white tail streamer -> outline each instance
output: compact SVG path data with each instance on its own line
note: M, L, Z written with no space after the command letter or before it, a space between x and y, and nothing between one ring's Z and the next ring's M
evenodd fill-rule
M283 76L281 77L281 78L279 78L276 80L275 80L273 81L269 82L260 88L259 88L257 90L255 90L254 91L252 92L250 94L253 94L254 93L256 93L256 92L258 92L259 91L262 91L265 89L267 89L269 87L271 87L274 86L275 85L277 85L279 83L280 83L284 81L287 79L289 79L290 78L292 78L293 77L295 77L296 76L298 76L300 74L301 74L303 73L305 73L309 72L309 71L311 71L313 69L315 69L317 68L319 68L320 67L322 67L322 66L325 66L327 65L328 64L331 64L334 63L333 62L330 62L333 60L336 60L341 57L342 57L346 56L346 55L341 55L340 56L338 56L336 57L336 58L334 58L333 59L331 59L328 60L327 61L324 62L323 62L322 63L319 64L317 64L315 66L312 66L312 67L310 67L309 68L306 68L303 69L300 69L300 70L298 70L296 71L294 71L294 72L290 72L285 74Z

* _TASK_:
Reproduce every row above word for word.

* _TASK ANSWER_:
white tail streamer -> outline each instance
output: compact SVG path data with each instance on its own line
note: M, L, Z written with no space after the command letter or before it, a space between x and y, and nothing between one ring's Z and the next ring's M
evenodd fill-rule
M283 76L281 77L281 78L279 78L276 80L275 80L273 81L269 82L260 88L259 88L257 90L255 90L254 91L252 92L250 94L253 94L254 93L256 93L256 92L258 92L259 91L262 91L265 89L267 89L269 87L271 87L274 86L275 85L277 85L279 83L280 83L284 81L287 79L289 79L290 78L292 78L293 77L295 77L296 76L298 76L300 74L301 74L303 73L305 73L309 72L309 71L311 71L313 69L315 69L317 68L319 68L320 67L322 67L322 66L325 66L327 65L328 64L331 64L334 63L333 62L330 62L333 60L336 60L341 57L342 57L346 56L346 55L341 55L340 56L338 56L336 57L336 58L334 58L333 59L331 59L328 60L327 61L324 62L323 62L322 63L319 64L317 64L315 66L312 66L312 67L310 67L309 68L306 68L303 69L300 69L300 70L298 70L296 71L294 71L294 72L290 72L285 74Z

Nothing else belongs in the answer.